WRITTEN PROBLEM: Find "Thank you for the photo. Could you pin the tv" in the records that follow; print that line and each subsequent line through the last one, verbatim and with nothing added.

DATASET EXTRACT:

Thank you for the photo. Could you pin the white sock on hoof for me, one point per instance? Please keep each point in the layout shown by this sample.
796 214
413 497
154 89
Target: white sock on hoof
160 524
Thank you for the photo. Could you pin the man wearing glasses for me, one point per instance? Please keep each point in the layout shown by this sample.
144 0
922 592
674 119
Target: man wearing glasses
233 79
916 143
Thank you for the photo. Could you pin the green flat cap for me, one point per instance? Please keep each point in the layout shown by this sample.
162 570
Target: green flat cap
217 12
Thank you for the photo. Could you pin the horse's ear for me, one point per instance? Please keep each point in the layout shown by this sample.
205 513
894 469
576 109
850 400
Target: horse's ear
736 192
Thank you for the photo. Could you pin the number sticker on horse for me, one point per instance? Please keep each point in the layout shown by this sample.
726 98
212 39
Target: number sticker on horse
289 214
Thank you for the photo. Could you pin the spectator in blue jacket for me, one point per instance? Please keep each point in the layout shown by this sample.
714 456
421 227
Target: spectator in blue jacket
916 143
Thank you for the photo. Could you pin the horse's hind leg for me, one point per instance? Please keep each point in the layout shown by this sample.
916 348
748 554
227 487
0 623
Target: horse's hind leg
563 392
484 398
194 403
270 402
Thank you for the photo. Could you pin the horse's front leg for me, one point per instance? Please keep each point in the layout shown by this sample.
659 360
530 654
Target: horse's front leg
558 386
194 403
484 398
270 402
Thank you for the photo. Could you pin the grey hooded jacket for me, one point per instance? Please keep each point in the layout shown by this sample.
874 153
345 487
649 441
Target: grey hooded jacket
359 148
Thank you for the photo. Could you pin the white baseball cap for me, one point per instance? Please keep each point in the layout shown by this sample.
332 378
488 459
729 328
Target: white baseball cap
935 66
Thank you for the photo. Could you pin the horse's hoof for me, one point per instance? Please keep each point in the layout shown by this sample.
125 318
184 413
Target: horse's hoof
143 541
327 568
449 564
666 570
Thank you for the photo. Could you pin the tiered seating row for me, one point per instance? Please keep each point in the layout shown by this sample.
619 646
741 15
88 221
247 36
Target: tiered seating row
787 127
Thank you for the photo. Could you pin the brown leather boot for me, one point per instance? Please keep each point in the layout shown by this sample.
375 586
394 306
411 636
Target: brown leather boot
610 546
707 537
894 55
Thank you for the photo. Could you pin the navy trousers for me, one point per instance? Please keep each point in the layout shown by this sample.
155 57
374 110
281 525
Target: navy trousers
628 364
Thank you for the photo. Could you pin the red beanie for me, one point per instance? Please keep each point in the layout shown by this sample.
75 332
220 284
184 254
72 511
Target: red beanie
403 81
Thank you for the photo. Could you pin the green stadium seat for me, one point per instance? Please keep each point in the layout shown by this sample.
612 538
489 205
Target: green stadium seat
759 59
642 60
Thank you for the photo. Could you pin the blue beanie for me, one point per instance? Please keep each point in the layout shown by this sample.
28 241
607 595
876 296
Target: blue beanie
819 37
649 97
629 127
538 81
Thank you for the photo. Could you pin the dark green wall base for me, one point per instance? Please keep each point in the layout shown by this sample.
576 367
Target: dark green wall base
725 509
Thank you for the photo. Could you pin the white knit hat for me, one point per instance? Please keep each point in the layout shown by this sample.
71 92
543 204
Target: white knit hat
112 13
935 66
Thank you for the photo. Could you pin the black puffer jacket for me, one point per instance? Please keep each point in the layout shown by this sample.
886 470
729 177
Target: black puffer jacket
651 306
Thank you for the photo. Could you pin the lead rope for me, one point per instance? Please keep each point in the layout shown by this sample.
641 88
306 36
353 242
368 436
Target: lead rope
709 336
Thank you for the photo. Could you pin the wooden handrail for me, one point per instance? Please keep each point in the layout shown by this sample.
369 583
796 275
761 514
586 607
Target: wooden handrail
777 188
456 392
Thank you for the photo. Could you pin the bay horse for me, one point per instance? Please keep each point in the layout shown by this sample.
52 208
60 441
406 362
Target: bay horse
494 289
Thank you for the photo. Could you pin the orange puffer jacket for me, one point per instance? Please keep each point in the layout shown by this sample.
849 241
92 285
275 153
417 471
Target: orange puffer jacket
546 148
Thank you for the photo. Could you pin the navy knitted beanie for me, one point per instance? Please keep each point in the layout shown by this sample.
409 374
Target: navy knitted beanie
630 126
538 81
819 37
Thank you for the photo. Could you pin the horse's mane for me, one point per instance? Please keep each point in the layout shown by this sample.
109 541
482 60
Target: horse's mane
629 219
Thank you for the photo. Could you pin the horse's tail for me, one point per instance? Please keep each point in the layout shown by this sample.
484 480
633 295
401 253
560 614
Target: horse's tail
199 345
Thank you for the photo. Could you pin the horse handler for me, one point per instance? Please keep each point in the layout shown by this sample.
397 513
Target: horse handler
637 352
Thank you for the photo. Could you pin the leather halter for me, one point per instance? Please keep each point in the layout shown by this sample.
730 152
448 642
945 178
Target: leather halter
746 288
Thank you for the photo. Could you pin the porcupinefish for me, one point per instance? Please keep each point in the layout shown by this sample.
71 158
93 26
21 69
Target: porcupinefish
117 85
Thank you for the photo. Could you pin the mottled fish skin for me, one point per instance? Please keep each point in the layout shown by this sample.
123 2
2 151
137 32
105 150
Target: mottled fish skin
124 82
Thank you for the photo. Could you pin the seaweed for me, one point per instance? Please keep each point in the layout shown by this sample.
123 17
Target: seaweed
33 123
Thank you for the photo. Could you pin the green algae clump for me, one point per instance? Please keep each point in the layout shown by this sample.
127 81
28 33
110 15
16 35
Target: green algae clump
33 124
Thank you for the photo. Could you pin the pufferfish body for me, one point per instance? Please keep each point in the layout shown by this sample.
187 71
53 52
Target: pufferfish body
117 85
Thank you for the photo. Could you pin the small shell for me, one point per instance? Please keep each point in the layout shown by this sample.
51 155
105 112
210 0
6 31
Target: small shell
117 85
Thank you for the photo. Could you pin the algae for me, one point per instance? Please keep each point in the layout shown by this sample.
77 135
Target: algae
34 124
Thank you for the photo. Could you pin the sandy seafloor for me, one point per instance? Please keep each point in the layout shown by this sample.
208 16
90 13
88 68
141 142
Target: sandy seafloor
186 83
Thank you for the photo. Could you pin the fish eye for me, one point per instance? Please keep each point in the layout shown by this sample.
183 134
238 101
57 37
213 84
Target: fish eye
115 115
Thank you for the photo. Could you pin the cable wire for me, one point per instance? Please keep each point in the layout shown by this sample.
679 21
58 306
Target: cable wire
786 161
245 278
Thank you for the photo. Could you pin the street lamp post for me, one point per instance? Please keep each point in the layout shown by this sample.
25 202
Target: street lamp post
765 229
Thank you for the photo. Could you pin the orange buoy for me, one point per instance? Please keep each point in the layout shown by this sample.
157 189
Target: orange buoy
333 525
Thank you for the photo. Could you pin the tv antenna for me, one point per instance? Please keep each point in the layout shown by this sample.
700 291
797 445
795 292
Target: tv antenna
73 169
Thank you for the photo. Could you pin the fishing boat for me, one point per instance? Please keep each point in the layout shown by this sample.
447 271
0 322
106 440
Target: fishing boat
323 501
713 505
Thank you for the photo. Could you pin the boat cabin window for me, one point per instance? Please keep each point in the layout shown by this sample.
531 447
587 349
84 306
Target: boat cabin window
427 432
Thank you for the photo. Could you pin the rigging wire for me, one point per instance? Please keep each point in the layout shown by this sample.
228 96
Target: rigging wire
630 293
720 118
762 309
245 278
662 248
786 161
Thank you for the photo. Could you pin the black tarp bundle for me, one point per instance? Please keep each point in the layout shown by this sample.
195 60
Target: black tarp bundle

THE OUTPUT:
Thank you for the photo. Could you pin the tv antenna for me, one point per instance? Please keep each point in the layout shown by this sample.
700 291
797 445
795 292
Target: tv antenna
73 169
Thank you for the photo. Could you pin the fishing boat for me, one point per instance? Please keep each point in the layout shown by this sample.
447 271
0 322
106 440
Target: fishing boat
323 501
713 505
Thank you for the photo. Could you pin the boat cabin window for me, one point per instance? Please keep each point in the layout shown by this sample.
531 447
587 349
84 306
Target: boat cabin window
427 432
Thank you for the photo. Could you pin the rigging wire for me, one point per instance? Please keep each point in the layout shown by this sample.
228 96
Target: rigging wire
630 293
720 118
762 309
245 278
662 248
786 161
Thank you for the photo. Could you pin the black tarp bundle for me, one point per instance? Please keep each point in the layout shown by this sample.
195 60
Target: black tarp bundle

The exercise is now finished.